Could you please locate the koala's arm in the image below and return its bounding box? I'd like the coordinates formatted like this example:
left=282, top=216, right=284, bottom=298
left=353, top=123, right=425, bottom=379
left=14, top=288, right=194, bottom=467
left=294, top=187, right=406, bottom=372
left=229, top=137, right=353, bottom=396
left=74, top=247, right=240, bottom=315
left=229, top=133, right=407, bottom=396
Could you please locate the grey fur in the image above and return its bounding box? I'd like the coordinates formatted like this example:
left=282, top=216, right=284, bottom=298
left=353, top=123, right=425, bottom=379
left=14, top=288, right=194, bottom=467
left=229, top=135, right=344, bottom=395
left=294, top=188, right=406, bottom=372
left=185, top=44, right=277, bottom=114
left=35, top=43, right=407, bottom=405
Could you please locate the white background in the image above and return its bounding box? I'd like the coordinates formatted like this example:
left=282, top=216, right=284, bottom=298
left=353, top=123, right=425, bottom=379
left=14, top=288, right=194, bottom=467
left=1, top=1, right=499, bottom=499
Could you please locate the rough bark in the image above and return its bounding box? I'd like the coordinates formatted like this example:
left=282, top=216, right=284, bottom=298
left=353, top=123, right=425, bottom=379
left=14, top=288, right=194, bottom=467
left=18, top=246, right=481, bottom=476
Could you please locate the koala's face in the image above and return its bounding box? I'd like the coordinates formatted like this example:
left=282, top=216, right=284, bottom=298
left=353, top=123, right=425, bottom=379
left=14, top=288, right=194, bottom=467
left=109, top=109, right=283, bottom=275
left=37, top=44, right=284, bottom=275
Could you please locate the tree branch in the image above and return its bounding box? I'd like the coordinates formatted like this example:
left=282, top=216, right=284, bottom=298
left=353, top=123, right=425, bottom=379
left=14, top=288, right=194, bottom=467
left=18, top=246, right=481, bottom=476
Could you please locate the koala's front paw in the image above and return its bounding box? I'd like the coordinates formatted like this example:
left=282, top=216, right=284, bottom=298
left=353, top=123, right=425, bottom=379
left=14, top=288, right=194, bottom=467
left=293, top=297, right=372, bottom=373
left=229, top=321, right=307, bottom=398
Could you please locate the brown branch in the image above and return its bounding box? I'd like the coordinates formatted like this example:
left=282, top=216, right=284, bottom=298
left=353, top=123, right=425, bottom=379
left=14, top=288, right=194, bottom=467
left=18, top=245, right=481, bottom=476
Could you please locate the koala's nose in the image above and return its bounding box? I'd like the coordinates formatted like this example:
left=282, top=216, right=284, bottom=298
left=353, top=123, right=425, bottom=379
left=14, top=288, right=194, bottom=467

•••••

All entries must be given again exactly.

Answer space:
Could you please locate the koala's arm in the image below and return its bounding box? I'd like the coordinates formatted like this example:
left=282, top=216, right=284, bottom=298
left=353, top=123, right=425, bottom=379
left=14, top=288, right=194, bottom=467
left=294, top=187, right=406, bottom=372
left=229, top=137, right=353, bottom=396
left=74, top=247, right=240, bottom=315
left=229, top=133, right=407, bottom=396
Could you please locate the grey fur in the image above and return its bounding box? I'd like the coordinates formatted like this example:
left=282, top=216, right=284, bottom=298
left=353, top=123, right=425, bottom=379
left=14, top=288, right=194, bottom=467
left=229, top=135, right=344, bottom=395
left=294, top=188, right=406, bottom=372
left=185, top=44, right=277, bottom=114
left=35, top=43, right=407, bottom=405
Could you please locate the white background in the image above and return its bounding box? I'd like the coordinates formatted like this example:
left=282, top=216, right=284, bottom=298
left=353, top=123, right=425, bottom=379
left=14, top=288, right=194, bottom=467
left=1, top=1, right=499, bottom=499
Could you please locate the rough bark in the image above and return its bounding box? I'd like the coordinates formatted like this example:
left=282, top=216, right=284, bottom=298
left=353, top=123, right=425, bottom=379
left=14, top=288, right=194, bottom=467
left=18, top=246, right=481, bottom=476
Could you please locate the koala's face in the image above and return its bounding box? I'd like the coordinates formatted like this example:
left=282, top=216, right=284, bottom=298
left=353, top=123, right=425, bottom=379
left=14, top=288, right=194, bottom=467
left=109, top=109, right=283, bottom=275
left=37, top=44, right=284, bottom=275
Could you please locate the tree branch in the image above and return its bounding box? I'd like the coordinates formatted like this example:
left=282, top=216, right=284, bottom=298
left=353, top=123, right=425, bottom=379
left=14, top=288, right=194, bottom=467
left=18, top=246, right=481, bottom=476
Could you please locate the koala's front paw in the image above and return its bounding box? I'd like the coordinates formatted like this example:
left=282, top=216, right=284, bottom=298
left=353, top=123, right=425, bottom=379
left=14, top=288, right=194, bottom=467
left=293, top=297, right=372, bottom=373
left=229, top=321, right=307, bottom=398
Could you please locate the brown branch in the image above and return its bounding box? I'd like the coordinates formatted like this example:
left=282, top=216, right=284, bottom=298
left=353, top=123, right=425, bottom=379
left=14, top=288, right=194, bottom=467
left=18, top=245, right=481, bottom=476
Could you please locate the koala's nose in the image above and return its bounding box? I'd like the coordinates formatted like this example:
left=282, top=216, right=284, bottom=298
left=353, top=123, right=425, bottom=379
left=14, top=288, right=194, bottom=467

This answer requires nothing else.